L’étude a porté sur 1 500 jeunes de 14 à 24 ans, à qui on a demandé quels étaient leurs réseaux sociaux préférés et s’ils pensaient que ceux-ci pouvaient être mauvais pour leur bien-être mental (question à laquelle ils ont tous répondu oui sans hésiter). Le but de cette étude était de déterminer une échelle des réseaux, du pire au meilleur pour leur équilibre mental, et d’établir une liste de demandes qui rendrait la navigation sur ces réseaux plus sûre et agréable pour les jeunes.
Pour parler chiffres, la moitié des 14-24 ans affirme que Facebook et Instagram exacerbent leurs sentiments d’anxiété et 2/3 des jeunes déclarent que Facebook aggrave les cas de harcèlement sur le Net.
Si YouTube est perçu par les jeunes comme le réseau le moins “dérangeant” (ils apprécient les témoignages de vie qui les sensibilisent, mais regrettent le temps de sommeil qu’ils perdent à cause de la plateforme de vidéos), Instagram est grand dernier du classement, juste après Snapchat. Selon les jeunes interrogés, le réseau permet l’expression de soi et de son identité, mais renvoie à des complexes physiques (selon 7 jeunes sur 10) et, encore et toujours, fait perdre du temps de sommeil.
Réseaux et curation de l’image
En effet, Instagram polarise de plus en plus l’attention des jeunes. Bien que chipant sans vergogne les caractéristiques de Snapchat (filtres animés, stories, etc.), Instagram voit son nombre d’utilisateurs sans cesse augmenter. Si Facebook permettait déjà de se créer une image virtuelle, Instagram va plus loin puisque la plateforme fait de l’utilisateur le seul maître de sa page (à l’exception des photos taguées qu’on oublie souvent d’aller consulter), là où Facebook n’omet pas de faire apparaître directement sur le fil d’actualités ce message un peu gênant de votre vieille grand-tante à qui on vient d’installer la fibre.

----

== TRAVAIL DEMANDÉ ==
A - Réécrivez le texte sur les réseaux sociaux et le bien-être des jeunes, de « L’étude a porté » jusqu’à « pour les jeunes. » inclus, en remplaçant « étude » par « enquête ».
B - D’après le texte sur les réseaux sociaux et le bien-être des jeunes, quel réseau les jeunes jugent-ils le moins « dérangeant » ?
C - Prolongez le texte sur les réseaux sociaux et le bien-être des jeunes à partir de sa dernière phrase.

== MATÉRIEL FOURNI ==
----

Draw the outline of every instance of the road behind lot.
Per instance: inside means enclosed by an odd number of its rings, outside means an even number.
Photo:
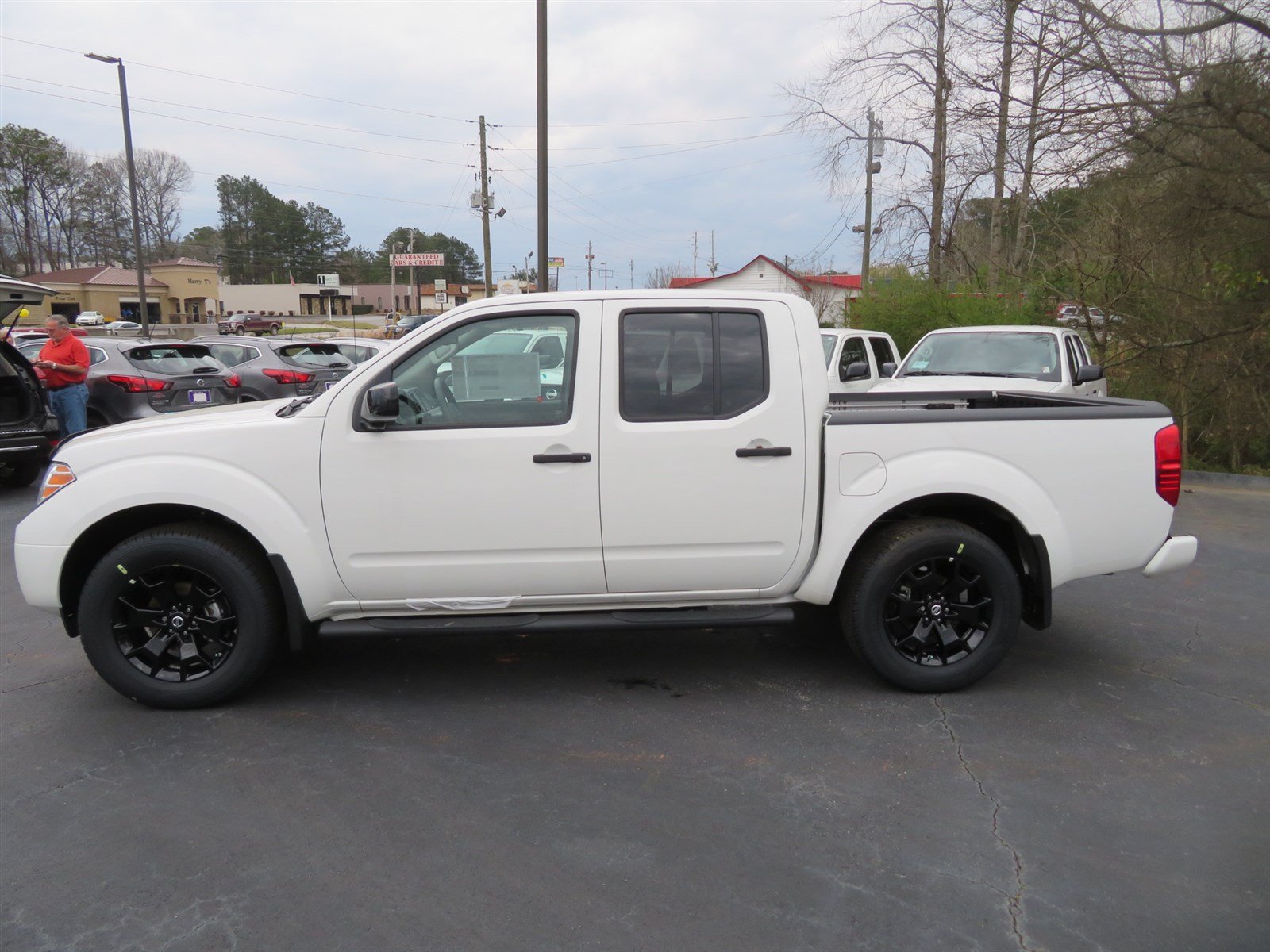
[[[32,491],[0,493],[0,537]],[[795,628],[328,645],[155,712],[0,547],[4,949],[1270,948],[1270,494],[982,684]]]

----

== LISTE DES RÉPONSES ==
A -
L’enquête a porté sur 1 500 jeunes de 14 à 24 ans, à qui on a demandé quels étaient leurs réseaux sociaux préférés et s’ils pensaient que ceux-ci pouvaient être mauvais pour leur bien-être mental (question à laquelle ils ont tous répondu oui sans hésiter). Le but de cette enquête était de déterminer une échelle des réseaux, du pire au meilleur pour leur équilibre mental, et d’établir une liste de demandes qui rendrait la navigation sur ces réseaux plus sûre et agréable pour les jeunes.

B - Les jeunes jugent YouTube comme le réseau le moins « dérangeant ».

C -
La nouvelle tendance des millennials est d’ailleurs de gérer son image à la manière d’un curateur artistique, c’est-à-dire en n’offrant pas plus d’une ou deux dizaines de publications triées sur le volet à ses visiteurs. C’est bien un miroir déformant de la réalité que mettent en place les instagrameurs. Et même si tout le monde affirme être plus ou moins au courant qu’il ne faut pas croire tout ce qu’on voit sur les réseaux, dès que certains utilisateurs affichent vaillamment des standards de beauté jugés alternatifs ou révèlent la vérité derrière leurs selfies parfaits, la Toile s’emballe.
Qu’on parle beauté, lifestyle ou intégration sociale, les utilisateurs d’Instagram (qui possèdent de 30 abonnés à des millions) profitent de leur compte pour publier leur silhouette de rêve, leurs vacances de rêve, leurs séances de sport de rêve ou leurs assiettes #healthy de rêve, comme si la réalité des jours moyens faits de paquets de gâteaux Lidl et de petites déceptions n’était réservée qu’aux autres.
Récemment Camille Seydoux, une amie d’Adèle Exarchopoulos, a partagé une image de l’actrice affichant une taille de guêpe un mois après avoir accouché de son premier enfant. En publiant ce genre de photos, le message implicite reçu par les internautes est que ne pas retrouver sa ligne après neuf mois passés à porter un bébé de 3 kg dans son ventre n’est finalement que le signe d’un manque de motivation.
Et même sans être tout à fait dupes des images virtuelles de ses “amis” des réseaux, inconsciemment, la perfection simulée et affichée de la vie des autres atteint tout un chacun. Sarah* a 24 ans, une vie bien remplie et des idées qui fusent à la minute. Malgré cela, elle avoue que le réseau la complexe parfois :
“Pas au niveau physique, pour ça, j’ai assez de recul pour savoir que les photos ne reflètent pas forcément la réalité, mais plus concernant l’accomplissement de choses. Toute la journée, ça n’arrête pas : et vas-y que je peins, vas-y que je viens d’écrire un texte et que je voyage ici ou là. Ça me complexe et j’ai l’impression de ne pas faire assez de choses, de toujours être en train de manquer quelque chose. Je me dis que ces personnes-là, de l’autre côté de l’écran, ne doivent par perdre leur temps à scroller leur fil Instagram comme ça.”
Cependant, Sarah avoue que sa perception a changé lors d’une anecdote bien particulière :
“Je suivais un mec sur Instagram, il semblait toujours faire mille choses à la fois. Il avait toujours l’air d’être en voyage, en train de peindre ou de faire des trucs fabuleux. Un jour, j’étais dans le train et je l’ai vu. Avec sa casquette et son uniforme SNCF. En fait, il était contrôleur. Pas que ce soit un métier nul, mais ça l’a juste replacé au sein d’une réalité un peu plus normale. En fait, il ne publie que ce qu’il souhaite, il peut faire croire beaucoup de choses.”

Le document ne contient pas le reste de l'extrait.